• Directives:
• A. Duplicate the part of the article on investing alongside the Oracle of Omaha below from "Being Prepared For" up to and including "the stock market.".
• B. Answer these from the article on investing alongside the Oracle of Omaha below:
(i) What blog does Eddy Elfenbein run?
(ii) What company does Warren Buffett chair?
(iii) In the quoted warning, what size of portfolio drop should keep someone out of the stock market?

Investing Alongside The Oracle Of Omaha
In a recent article, we considered one source of ideas for a hedged portfolio: the buy list of a top finance blogger, Eddy Elfenbein of Crossing Wall Street. This time we'll consider another source of ideas, the top holdings of the "Oracle of Omaha", Warren Buffett, chairman of Berkshire Hathaway, Inc. (NYSE:BRK.B).
Being Prepared For Bear Markets
Even the holdings of the best investors can get hammered during bear markets. Our previous source of stock ideas for a hedged portfolio, Eddy Elfenbein, offered a stern warning for investors about bear markets on his blog:
Be prepared for bear markets. A lousy market can strike at any time without warning. All stocks go down. [...] Stocks are volatile by nature. That's the price you pay for superior returns. [...] If you can't bear to see your portfolio drop by 50%, do not invest in the stock market.

• Dataset extract:
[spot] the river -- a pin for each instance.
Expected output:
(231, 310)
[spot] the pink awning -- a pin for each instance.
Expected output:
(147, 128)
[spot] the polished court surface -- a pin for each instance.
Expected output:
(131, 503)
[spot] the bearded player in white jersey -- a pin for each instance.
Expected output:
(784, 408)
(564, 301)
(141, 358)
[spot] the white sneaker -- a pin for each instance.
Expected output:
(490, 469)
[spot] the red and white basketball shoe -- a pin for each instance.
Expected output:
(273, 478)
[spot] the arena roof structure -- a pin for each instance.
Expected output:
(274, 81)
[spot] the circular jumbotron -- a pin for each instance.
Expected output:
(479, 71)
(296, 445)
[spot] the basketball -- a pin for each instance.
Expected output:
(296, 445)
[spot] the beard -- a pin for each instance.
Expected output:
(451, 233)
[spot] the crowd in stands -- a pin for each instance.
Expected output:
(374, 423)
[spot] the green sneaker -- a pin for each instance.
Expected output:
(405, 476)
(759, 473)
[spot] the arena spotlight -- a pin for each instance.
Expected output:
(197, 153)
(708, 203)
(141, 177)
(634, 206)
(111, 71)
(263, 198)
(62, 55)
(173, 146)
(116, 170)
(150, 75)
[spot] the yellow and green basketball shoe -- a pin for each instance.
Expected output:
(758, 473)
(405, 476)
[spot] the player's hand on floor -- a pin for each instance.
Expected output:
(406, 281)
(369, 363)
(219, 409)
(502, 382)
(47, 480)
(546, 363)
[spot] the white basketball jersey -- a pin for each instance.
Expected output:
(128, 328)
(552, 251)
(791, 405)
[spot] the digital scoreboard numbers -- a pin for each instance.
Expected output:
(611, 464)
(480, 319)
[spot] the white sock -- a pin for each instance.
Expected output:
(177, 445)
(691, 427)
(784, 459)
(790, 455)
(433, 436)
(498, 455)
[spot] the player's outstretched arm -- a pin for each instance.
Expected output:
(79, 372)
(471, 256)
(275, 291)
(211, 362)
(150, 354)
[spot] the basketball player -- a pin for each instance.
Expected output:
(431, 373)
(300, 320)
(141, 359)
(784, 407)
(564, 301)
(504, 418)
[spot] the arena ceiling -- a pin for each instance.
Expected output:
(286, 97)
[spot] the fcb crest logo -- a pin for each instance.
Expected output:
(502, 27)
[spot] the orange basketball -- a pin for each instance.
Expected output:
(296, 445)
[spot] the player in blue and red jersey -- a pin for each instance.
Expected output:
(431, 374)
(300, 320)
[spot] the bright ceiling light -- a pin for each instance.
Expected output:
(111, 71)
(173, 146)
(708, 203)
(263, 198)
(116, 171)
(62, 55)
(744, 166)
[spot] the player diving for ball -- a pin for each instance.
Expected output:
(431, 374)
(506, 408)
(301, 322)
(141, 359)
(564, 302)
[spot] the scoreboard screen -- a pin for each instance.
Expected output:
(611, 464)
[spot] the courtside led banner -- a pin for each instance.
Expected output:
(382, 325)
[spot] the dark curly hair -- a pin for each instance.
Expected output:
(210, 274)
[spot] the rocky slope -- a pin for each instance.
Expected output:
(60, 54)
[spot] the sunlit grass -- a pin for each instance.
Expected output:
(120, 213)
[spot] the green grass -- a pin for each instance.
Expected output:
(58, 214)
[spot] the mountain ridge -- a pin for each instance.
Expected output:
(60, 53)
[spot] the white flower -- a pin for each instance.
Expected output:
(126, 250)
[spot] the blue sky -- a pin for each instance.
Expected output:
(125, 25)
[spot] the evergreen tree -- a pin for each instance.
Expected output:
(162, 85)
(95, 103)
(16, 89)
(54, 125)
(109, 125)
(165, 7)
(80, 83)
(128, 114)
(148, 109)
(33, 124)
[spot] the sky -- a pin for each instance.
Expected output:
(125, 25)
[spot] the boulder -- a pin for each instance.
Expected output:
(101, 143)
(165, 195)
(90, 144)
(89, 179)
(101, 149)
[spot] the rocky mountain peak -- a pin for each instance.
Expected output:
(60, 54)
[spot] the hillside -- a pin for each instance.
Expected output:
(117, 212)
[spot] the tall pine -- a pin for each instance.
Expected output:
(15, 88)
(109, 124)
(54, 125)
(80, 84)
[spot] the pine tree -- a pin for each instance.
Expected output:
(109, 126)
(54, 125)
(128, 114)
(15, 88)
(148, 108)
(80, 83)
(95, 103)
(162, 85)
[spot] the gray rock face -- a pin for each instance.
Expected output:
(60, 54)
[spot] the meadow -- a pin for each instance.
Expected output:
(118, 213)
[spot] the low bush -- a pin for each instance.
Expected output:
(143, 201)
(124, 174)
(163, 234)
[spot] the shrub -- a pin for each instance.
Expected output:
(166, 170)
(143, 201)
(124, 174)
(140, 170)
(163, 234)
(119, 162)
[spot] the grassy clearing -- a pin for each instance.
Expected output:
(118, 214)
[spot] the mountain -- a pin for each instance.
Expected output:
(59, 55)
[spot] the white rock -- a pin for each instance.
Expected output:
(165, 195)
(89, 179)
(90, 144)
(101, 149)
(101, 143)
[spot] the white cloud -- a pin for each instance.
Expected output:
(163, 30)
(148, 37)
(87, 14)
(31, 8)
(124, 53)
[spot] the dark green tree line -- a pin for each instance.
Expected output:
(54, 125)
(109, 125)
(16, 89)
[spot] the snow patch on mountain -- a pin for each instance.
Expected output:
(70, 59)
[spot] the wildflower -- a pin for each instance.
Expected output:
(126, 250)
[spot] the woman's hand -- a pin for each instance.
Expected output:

• Responses to the tasks:
• A.
Being Prepared For Bear Markets
Even the holdings of the best investors can get hammered during bear markets. Our previous source of stock ideas for a hedged portfolio, Eddy Elfenbein, offered a stern warning for investors about bear markets on his blog:
Be prepared for bear markets. A lousy market can strike at any time without warning. All stocks go down. [...] Stocks are volatile by nature. That's the price you pay for superior returns. [...] If you can't bear to see your portfolio drop by 50%, do not invest in the stock market.

• B.
(i) Crossing Wall Street
(ii) Berkshire Hathaway, Inc.
(iii) 50%